• _Problem statement_: The result should be every line in the data below that carries the string "brown".

======== The data

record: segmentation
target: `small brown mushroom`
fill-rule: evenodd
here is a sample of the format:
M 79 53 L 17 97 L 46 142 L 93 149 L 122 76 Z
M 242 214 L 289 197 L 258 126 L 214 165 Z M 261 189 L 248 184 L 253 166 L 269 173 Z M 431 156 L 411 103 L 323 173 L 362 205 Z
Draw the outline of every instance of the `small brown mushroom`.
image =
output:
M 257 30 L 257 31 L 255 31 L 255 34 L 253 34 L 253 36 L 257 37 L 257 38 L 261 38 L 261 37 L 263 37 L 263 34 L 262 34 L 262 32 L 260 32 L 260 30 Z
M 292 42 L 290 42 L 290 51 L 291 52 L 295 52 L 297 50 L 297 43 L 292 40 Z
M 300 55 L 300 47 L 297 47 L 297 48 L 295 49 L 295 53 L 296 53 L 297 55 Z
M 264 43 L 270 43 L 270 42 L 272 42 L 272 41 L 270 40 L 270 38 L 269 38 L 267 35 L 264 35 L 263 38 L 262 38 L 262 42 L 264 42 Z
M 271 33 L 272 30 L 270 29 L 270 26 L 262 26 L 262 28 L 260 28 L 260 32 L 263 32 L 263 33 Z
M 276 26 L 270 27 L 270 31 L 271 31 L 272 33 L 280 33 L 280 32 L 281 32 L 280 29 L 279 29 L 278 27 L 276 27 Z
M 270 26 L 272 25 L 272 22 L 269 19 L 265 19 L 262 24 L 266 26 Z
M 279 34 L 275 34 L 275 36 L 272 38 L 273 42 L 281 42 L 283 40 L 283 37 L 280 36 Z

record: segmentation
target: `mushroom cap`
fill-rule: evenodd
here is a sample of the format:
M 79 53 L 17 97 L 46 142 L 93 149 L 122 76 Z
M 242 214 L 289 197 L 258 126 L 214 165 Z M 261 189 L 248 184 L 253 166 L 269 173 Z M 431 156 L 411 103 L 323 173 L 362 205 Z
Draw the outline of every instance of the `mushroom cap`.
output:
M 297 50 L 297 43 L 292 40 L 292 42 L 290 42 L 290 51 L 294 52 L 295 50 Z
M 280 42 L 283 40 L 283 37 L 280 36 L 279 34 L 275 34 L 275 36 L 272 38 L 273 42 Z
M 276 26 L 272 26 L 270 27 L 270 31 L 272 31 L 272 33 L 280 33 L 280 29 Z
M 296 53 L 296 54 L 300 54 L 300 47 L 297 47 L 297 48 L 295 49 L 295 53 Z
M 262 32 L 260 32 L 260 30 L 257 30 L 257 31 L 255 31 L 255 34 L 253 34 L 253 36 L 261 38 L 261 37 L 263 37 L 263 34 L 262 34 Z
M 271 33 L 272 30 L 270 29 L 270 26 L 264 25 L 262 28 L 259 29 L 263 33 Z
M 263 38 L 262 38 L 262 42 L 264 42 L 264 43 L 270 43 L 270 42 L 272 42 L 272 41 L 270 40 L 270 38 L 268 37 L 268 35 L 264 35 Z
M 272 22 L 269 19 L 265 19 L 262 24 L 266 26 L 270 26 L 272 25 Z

================

• _Result of this exercise_:
target: `small brown mushroom`
Draw the outline of every instance of the `small brown mushroom`.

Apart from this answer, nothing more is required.